Required action: Retype the passage about Israeli women in uniform word for word, starting with "The People of" and going on through "Aviv and Haifa.".

Document excerpt:
-- Opening Marker --

The People of Forever Are Not Afraid by Shani Boianjiu
Only the dead have seen the end of
war.
Plato
The first time I saw
Israeli women in uniform was on the train ride between Tel Aviv and Haifa.
Actually they were girls, teenaged girls in combat boots and sagging fatigues
with machine guns slung low on their backs. Clustered between cars, they stood
teasing each other, chewing gum, chatting on their cell phones, smoking
cigarettes, and listening to their I-Pods like teenagers virtually everywhere
in the industrialized world. As deterrents to terror, they seemed delightfully
harmless, though the facts, the statistics, prove otherwise. It has long been a successful Israeli
strategy to post soldiers everywhere—at border checkpoints, airports, and
federal buildings, surely, but also on buses and trains, in markets, synagogues,
parks, schools, hospitals, shops, museums, restaurants, nightclubs, movie
theatres, hotel lobbies, and even on the beach, where we had occasion to see them,
often uniformed girls with Kalashnikovs and M-16s, strolling arm-in-arm on the
sand.

-- Closing Marker --

(Collected data entries)
-- Opening Marker --

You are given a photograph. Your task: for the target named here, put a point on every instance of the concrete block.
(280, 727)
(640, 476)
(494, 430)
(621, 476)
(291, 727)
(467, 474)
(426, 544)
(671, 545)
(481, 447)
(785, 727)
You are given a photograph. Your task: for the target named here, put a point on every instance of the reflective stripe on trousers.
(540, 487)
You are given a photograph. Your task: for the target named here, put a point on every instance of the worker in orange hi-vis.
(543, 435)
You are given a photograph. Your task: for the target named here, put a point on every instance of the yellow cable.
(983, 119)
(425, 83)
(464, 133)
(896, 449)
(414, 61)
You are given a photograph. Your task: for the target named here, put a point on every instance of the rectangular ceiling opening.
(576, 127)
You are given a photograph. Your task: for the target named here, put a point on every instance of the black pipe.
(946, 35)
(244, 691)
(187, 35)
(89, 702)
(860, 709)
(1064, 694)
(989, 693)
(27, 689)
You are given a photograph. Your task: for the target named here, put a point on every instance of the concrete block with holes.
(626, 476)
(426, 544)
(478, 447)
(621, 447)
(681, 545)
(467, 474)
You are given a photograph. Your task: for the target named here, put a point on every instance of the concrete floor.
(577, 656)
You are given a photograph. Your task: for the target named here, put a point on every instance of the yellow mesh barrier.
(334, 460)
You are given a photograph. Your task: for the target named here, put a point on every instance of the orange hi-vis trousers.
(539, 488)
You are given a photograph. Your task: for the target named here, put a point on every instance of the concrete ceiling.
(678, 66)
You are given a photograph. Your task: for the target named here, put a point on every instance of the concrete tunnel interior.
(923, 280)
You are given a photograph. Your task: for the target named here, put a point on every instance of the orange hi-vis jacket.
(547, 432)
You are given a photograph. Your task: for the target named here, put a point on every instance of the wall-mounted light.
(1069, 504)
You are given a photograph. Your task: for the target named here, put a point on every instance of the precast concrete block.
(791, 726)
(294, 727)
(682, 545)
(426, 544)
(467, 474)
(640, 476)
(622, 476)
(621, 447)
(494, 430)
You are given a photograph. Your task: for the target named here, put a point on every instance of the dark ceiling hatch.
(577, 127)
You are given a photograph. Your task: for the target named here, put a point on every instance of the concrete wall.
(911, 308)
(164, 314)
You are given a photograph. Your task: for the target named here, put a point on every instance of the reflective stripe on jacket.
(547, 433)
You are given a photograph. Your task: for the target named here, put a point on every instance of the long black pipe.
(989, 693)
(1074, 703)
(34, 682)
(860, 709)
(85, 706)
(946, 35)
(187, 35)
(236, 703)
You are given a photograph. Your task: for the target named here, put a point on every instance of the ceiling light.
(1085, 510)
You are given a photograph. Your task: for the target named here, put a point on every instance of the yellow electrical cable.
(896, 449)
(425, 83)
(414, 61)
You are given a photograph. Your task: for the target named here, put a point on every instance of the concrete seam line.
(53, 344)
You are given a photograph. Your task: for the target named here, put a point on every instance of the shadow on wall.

-- Closing Marker --

Expected answer:
The People of Forever Are Not Afraid by Shani Boianjiu
Only the dead have seen the end of
war.
Plato
The first time I saw
Israeli women in uniform was on the train ride between Tel Aviv and Haifa.